◆ The problem
Transcribe the entries character for character, from their first line through the line containing "<point>236,187</point>", with both of those lines included.

[Coordinate labeling data]
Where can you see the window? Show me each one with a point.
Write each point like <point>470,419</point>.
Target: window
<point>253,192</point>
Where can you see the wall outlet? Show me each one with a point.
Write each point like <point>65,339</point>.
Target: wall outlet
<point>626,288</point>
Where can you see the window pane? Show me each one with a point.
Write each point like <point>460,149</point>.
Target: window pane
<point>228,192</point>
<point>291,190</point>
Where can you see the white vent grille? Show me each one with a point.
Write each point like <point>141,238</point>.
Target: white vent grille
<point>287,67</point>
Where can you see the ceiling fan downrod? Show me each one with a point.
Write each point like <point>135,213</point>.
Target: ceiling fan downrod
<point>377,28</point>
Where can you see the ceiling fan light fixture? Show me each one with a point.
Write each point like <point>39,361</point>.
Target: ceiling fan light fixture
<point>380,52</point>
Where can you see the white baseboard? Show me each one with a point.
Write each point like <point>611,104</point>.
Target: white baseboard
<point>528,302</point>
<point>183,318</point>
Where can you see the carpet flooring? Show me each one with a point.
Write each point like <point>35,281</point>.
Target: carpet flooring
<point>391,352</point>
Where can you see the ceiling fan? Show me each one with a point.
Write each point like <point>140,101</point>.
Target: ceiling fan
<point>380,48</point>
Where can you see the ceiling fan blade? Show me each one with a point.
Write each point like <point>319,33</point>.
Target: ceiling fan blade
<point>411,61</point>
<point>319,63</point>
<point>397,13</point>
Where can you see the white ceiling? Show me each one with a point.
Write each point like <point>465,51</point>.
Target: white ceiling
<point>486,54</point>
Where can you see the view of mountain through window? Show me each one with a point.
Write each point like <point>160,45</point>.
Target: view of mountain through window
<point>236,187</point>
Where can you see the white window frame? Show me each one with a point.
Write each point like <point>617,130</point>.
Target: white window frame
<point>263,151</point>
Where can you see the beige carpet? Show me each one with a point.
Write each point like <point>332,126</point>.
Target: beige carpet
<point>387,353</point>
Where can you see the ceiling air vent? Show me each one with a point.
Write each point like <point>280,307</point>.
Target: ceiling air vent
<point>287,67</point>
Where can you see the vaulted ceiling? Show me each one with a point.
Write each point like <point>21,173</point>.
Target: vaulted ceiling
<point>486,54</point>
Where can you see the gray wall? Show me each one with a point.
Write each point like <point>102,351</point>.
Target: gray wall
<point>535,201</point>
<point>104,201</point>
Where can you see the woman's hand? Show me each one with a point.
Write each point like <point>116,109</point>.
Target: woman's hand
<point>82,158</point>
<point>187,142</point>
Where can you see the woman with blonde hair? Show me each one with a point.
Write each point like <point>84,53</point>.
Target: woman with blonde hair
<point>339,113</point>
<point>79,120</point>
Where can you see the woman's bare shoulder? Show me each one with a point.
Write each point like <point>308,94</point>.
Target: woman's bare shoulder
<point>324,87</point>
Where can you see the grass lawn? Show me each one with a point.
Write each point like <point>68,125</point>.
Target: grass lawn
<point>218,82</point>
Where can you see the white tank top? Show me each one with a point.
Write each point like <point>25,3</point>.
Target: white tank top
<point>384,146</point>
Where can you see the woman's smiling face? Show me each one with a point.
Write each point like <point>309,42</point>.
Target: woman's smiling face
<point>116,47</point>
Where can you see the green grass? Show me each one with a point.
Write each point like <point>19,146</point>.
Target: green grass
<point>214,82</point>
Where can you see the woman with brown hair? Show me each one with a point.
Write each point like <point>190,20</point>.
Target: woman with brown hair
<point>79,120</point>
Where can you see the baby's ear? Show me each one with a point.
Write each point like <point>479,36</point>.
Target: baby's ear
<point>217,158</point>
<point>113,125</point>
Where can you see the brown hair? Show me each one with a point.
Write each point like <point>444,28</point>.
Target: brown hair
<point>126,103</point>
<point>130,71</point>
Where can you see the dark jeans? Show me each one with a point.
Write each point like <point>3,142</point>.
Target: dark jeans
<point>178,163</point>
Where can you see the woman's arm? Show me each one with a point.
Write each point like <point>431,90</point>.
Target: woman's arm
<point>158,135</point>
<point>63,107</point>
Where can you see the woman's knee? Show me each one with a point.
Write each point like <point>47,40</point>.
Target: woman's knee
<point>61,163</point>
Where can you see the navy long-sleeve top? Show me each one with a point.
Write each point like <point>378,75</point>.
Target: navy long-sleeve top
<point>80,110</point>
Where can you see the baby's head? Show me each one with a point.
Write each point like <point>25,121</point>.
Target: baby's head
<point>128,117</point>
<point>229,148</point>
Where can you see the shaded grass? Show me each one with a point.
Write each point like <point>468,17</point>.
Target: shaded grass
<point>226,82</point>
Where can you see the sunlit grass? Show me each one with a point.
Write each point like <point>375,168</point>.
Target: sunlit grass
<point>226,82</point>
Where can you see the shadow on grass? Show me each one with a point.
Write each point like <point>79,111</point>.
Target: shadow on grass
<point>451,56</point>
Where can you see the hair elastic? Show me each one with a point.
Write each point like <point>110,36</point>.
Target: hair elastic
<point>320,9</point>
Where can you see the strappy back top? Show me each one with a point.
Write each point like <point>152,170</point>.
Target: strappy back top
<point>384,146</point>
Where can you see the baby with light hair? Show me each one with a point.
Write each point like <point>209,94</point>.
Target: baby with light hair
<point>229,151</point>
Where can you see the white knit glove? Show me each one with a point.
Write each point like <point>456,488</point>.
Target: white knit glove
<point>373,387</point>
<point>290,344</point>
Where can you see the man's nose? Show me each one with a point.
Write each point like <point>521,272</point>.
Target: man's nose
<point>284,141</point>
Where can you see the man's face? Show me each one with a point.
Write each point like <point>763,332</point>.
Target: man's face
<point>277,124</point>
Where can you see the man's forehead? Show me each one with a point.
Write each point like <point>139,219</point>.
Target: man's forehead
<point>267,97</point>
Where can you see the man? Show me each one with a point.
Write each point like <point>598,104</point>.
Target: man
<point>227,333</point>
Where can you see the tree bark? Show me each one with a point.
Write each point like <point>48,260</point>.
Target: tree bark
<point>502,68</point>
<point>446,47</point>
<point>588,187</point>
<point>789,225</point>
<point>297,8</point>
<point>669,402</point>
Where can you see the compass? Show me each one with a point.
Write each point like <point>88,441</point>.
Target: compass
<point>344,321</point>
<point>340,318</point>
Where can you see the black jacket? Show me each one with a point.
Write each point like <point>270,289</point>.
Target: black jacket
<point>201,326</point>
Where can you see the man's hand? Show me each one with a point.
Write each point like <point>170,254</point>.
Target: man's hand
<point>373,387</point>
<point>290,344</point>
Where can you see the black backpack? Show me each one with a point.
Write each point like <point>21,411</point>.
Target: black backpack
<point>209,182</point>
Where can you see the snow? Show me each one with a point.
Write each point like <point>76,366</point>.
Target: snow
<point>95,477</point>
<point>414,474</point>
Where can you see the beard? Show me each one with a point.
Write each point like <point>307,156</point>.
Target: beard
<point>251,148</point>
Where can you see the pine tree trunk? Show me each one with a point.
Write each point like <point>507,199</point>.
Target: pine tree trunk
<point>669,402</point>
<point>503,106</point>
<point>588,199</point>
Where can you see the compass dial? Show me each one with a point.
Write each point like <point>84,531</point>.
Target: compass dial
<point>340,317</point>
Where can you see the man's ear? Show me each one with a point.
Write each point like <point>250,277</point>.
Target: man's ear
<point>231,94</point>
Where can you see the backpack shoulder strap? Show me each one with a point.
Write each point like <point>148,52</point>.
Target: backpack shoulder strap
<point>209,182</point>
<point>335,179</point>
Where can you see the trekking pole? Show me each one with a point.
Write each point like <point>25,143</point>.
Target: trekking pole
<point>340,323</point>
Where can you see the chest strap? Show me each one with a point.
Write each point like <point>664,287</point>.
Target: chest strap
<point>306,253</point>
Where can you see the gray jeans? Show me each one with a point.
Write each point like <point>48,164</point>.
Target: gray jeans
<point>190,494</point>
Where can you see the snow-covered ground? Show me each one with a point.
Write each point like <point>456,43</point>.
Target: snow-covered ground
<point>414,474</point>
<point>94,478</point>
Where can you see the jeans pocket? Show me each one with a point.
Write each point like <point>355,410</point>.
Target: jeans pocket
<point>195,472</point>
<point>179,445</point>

◆ Result of the task
Where can you see the window? Show me each one with a point.
Write each point like <point>470,419</point>.
Target: window
<point>253,192</point>
Where can you see the wall outlet? Show me each one with a point.
Write each point like <point>65,339</point>.
Target: wall outlet
<point>626,288</point>
Where can you see the window pane? Show me each one with a point.
Write each point like <point>460,149</point>.
Target: window pane
<point>228,192</point>
<point>291,190</point>
Where can you see the white vent grille? Show me each one with a point.
Write each point like <point>141,238</point>.
Target: white vent grille
<point>287,67</point>
Where can you see the ceiling fan downrod? Show me each one with a point.
Write each point like <point>135,213</point>.
Target: ceiling fan downrod
<point>377,28</point>
Where can you see the ceiling fan light fixture? Show me each one with a point.
Write each point like <point>39,361</point>.
Target: ceiling fan light fixture
<point>380,52</point>
Where can you see the white baseboard? Show me each one with a point.
Write each point like <point>611,104</point>.
Target: white baseboard
<point>528,302</point>
<point>183,318</point>
Where can you see the carpet flooring? Show me each one with a point.
Write each point like <point>35,281</point>.
Target: carpet flooring
<point>391,352</point>
Where can you see the ceiling fan? Show me each one with a point.
Write each point like <point>140,101</point>.
Target: ceiling fan
<point>380,48</point>
Where can you see the ceiling fan blade? Show me each one with a point.
Write each point like <point>319,33</point>.
Target: ceiling fan blade
<point>411,61</point>
<point>319,63</point>
<point>397,13</point>
Where can you see the white ceiling? Show me each one with a point.
Write each point like <point>465,51</point>.
Target: white ceiling
<point>486,54</point>
Where can you see the view of mountain through window? Show me each one with a point.
Write each point like <point>160,45</point>.
Target: view of mountain through window
<point>236,187</point>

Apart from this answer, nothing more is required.